### EXERCISE OBJECTIVE
The answer must consist solely of the lines from the one containing "narrow green leaf in the photo above." to the end of the entries below, repeated exactly.

────────

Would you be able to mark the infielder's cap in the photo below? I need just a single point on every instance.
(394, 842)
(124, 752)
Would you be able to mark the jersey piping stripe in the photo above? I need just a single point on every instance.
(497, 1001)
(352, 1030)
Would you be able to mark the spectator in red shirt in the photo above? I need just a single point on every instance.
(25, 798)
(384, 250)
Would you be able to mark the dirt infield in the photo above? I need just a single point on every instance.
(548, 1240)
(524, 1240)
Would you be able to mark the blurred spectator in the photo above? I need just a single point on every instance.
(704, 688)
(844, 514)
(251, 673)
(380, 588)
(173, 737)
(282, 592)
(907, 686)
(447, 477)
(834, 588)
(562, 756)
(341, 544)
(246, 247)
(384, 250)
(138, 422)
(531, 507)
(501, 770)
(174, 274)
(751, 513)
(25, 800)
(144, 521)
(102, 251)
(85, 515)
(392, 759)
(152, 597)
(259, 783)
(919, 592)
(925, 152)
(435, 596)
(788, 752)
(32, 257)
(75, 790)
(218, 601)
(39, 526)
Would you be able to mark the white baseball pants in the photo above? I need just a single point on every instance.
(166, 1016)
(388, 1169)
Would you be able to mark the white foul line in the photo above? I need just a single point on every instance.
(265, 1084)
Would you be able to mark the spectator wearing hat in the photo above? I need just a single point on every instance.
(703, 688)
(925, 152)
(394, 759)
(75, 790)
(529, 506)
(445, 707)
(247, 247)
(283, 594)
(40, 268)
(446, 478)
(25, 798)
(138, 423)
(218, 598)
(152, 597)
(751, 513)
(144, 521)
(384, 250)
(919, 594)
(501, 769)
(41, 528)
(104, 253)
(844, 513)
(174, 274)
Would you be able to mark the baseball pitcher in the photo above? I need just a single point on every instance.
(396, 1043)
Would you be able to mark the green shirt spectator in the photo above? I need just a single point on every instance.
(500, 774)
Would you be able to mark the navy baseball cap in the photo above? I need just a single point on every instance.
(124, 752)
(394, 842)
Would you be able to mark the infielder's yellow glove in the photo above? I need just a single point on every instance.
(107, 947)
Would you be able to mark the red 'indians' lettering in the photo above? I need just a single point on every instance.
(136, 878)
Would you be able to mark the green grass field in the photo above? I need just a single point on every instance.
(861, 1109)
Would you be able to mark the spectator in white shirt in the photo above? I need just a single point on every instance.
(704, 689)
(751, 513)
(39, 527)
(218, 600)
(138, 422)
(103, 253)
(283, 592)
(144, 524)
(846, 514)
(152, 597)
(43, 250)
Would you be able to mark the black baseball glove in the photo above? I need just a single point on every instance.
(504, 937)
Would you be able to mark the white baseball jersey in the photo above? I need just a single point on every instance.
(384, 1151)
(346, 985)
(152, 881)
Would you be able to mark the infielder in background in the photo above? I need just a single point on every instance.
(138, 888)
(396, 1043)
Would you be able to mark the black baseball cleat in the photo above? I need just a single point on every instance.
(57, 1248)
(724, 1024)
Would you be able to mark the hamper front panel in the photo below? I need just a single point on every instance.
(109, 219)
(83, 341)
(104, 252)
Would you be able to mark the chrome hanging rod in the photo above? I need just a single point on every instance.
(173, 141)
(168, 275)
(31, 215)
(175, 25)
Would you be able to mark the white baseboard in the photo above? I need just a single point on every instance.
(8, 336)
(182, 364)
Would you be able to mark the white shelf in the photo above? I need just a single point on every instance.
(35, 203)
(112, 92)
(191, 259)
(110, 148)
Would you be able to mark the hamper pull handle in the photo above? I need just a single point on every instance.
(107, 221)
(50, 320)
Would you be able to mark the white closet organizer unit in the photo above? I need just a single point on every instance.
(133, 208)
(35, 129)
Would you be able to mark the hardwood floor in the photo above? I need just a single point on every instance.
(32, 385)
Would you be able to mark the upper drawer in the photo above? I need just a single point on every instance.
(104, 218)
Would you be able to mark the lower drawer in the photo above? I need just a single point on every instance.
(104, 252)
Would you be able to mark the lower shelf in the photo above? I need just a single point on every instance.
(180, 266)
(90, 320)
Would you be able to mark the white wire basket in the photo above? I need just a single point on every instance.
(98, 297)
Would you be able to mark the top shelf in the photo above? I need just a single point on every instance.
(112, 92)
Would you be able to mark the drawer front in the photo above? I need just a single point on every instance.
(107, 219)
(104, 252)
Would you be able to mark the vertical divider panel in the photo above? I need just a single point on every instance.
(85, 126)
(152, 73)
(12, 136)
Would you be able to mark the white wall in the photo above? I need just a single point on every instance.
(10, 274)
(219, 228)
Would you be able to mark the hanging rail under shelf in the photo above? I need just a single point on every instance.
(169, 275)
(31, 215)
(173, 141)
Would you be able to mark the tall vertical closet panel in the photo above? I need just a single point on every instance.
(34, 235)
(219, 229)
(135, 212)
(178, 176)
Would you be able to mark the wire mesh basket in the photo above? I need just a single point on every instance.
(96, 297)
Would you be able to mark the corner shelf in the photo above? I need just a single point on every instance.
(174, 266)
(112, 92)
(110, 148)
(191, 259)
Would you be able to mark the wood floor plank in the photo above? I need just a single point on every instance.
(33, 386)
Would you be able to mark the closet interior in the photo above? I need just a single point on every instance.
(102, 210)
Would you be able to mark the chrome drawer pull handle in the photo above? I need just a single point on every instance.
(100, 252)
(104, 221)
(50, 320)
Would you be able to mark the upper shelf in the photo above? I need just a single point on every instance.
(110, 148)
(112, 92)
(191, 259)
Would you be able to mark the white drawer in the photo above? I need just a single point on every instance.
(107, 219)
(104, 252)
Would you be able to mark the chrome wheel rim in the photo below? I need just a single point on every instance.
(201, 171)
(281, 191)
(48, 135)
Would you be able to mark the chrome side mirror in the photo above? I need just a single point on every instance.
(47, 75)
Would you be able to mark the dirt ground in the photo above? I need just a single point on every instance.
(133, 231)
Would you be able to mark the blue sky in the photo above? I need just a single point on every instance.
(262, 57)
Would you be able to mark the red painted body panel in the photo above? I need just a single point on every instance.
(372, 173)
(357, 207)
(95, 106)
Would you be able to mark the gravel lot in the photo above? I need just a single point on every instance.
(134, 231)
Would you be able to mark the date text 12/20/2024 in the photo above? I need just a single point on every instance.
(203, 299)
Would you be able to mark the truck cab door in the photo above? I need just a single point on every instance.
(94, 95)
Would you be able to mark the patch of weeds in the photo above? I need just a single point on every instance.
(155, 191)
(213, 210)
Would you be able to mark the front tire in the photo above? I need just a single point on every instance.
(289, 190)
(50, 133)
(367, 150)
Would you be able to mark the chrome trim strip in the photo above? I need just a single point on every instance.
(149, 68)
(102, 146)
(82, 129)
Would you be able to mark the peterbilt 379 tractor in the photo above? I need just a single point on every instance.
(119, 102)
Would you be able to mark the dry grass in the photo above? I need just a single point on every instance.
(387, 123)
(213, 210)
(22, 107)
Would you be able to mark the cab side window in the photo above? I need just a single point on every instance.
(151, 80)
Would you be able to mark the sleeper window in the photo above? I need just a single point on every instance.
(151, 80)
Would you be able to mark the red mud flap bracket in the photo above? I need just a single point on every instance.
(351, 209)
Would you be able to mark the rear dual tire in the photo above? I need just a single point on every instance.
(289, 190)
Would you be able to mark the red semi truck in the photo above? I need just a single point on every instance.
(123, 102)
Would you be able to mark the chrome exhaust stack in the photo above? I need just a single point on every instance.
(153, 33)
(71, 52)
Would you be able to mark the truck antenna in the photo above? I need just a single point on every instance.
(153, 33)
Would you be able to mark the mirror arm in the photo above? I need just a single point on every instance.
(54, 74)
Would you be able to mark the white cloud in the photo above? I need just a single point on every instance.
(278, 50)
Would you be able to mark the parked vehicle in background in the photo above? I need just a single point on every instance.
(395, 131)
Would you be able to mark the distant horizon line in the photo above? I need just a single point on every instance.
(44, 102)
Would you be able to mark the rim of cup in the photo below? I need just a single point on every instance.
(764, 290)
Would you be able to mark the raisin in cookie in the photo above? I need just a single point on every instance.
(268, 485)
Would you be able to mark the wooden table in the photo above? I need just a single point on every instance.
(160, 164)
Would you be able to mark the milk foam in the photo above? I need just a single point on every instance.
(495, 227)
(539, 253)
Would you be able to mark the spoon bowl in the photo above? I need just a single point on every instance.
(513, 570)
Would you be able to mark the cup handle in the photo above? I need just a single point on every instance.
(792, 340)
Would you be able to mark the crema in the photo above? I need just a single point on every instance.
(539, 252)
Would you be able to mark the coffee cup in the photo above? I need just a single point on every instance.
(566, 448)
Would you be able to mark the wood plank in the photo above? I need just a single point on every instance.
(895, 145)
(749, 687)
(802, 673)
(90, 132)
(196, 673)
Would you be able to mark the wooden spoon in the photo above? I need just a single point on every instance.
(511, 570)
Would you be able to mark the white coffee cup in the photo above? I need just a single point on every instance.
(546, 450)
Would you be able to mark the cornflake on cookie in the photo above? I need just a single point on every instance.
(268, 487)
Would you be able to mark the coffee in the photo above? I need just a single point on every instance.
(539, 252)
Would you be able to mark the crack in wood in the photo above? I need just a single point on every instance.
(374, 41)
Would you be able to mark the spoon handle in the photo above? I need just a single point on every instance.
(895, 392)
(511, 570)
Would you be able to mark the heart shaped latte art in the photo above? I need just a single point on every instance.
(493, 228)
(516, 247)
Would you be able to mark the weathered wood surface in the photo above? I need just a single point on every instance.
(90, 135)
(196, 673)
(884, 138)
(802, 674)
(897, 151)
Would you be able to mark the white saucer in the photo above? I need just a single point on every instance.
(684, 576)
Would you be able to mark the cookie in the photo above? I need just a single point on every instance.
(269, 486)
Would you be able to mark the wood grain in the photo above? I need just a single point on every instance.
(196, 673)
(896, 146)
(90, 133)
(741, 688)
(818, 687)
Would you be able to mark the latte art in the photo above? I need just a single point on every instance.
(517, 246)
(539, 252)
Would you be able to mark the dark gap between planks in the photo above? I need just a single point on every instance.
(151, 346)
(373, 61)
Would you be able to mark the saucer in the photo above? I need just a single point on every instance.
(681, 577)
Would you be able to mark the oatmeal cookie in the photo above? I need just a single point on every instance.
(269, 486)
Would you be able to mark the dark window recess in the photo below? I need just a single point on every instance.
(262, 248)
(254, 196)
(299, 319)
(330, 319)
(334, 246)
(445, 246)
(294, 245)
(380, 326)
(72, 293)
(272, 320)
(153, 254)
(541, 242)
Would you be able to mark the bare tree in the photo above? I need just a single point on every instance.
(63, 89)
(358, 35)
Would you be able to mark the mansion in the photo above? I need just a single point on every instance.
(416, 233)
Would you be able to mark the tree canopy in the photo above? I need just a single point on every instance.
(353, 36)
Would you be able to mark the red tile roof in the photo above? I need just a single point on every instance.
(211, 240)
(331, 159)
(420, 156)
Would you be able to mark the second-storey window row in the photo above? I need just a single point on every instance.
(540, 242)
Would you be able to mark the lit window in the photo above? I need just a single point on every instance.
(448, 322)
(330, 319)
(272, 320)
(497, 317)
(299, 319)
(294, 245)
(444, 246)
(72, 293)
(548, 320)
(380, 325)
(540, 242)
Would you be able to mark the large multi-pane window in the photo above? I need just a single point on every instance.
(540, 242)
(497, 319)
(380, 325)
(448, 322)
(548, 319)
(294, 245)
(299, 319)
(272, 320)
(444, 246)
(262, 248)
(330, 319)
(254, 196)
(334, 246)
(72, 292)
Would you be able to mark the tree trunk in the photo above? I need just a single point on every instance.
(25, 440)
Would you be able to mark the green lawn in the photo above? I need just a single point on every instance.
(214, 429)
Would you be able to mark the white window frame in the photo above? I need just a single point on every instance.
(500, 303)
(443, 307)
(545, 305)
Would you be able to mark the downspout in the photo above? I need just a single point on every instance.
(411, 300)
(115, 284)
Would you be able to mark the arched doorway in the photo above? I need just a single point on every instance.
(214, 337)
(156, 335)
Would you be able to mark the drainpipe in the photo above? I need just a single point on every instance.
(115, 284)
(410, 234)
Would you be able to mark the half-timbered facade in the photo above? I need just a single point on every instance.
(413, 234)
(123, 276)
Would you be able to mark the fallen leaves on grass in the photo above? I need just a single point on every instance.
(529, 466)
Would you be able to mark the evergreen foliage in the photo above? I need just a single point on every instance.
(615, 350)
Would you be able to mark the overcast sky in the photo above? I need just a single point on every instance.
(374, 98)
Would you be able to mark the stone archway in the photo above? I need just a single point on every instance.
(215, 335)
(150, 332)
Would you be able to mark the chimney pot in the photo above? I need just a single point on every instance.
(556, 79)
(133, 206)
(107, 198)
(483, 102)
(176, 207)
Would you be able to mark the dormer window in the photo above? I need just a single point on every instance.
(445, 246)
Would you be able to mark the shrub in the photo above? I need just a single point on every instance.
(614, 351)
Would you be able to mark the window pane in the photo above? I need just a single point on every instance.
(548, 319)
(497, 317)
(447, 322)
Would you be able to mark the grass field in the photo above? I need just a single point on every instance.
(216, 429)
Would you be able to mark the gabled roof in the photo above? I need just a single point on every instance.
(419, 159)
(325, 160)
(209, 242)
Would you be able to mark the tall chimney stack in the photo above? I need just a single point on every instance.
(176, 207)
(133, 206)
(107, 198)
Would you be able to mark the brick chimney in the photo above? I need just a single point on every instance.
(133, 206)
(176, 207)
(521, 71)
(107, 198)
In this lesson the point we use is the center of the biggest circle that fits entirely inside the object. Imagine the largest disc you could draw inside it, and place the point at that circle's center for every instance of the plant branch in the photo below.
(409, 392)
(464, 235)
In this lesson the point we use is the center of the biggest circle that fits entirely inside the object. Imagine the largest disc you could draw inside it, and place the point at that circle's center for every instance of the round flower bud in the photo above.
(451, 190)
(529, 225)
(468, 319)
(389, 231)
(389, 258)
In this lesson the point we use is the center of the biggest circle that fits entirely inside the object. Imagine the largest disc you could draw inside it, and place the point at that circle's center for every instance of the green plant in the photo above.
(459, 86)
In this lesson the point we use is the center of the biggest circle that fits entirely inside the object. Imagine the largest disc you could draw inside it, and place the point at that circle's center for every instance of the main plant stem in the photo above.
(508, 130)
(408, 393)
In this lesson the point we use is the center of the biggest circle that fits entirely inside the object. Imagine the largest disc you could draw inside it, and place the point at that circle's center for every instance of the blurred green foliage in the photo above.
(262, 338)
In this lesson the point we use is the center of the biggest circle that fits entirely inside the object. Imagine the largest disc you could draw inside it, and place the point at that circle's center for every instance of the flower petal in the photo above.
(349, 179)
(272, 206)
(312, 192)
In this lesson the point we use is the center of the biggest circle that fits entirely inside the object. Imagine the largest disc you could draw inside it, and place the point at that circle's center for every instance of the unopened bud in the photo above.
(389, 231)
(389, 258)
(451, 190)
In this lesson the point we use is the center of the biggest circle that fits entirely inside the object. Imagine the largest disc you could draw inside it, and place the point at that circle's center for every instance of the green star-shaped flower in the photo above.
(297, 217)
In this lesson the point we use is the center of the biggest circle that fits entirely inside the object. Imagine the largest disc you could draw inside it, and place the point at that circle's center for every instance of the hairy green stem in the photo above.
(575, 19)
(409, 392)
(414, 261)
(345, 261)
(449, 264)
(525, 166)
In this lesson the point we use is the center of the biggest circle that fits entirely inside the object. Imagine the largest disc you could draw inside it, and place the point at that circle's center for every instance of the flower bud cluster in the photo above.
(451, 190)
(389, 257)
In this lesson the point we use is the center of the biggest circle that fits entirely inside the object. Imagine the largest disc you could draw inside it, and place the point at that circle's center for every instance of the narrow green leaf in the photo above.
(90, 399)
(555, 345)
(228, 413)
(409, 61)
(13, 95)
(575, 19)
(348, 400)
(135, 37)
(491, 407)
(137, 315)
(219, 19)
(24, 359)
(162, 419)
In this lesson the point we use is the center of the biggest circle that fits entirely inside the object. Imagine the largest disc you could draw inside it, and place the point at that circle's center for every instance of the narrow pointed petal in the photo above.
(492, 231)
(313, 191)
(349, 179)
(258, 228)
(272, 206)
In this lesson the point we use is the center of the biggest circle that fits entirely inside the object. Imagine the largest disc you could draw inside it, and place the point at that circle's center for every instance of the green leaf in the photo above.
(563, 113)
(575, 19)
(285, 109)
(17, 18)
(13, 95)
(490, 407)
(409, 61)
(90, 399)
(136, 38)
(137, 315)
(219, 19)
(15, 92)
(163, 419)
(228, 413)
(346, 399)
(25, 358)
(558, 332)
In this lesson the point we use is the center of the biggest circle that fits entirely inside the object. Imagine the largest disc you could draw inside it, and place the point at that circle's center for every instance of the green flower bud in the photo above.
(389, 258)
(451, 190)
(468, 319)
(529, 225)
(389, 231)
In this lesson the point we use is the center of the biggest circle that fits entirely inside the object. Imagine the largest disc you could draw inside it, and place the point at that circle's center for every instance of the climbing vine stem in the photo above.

────────

### TASK ANSWER
In this lesson the point we use is the center of the biggest circle that fits entirely inside the object. Imagine the largest disc you could draw inside it, and place the point at that circle's center for every instance of the narrow green leaf in the photo above.
(90, 399)
(555, 345)
(228, 413)
(409, 61)
(13, 95)
(575, 19)
(348, 400)
(135, 37)
(491, 407)
(137, 315)
(219, 19)
(24, 359)
(162, 419)
In this lesson the point we use is the center of the biggest circle that fits entirely inside the object. Imagine the largest disc you could draw inside it, and place the point at that circle's center for every instance of the narrow pointed petal in the photo above.
(492, 231)
(313, 191)
(349, 179)
(258, 228)
(272, 206)
In this lesson the point we use is the center of the biggest circle that fits entirely inside the object. Imagine the largest disc you could draw inside it, and place the point at that circle's center for every instance of the green leaf in the photo above.
(563, 113)
(575, 19)
(285, 109)
(17, 18)
(13, 95)
(490, 407)
(409, 61)
(90, 399)
(136, 38)
(137, 315)
(219, 19)
(15, 92)
(163, 419)
(228, 413)
(346, 399)
(25, 358)
(558, 332)
In this lesson the point we use is the center of the biggest circle that fits entirely inside the object. Imagine the largest disc you could draw inside it, and place the point at that circle's center for every instance of the green flower bud in the photo above.
(389, 258)
(451, 190)
(468, 319)
(529, 225)
(389, 231)
In this lesson the point we use is the center of the biggest circle that fits entirely inside the object. Imagine the largest disc you could draw inside it, and place the point at that circle's center for every instance of the climbing vine stem in the photo above.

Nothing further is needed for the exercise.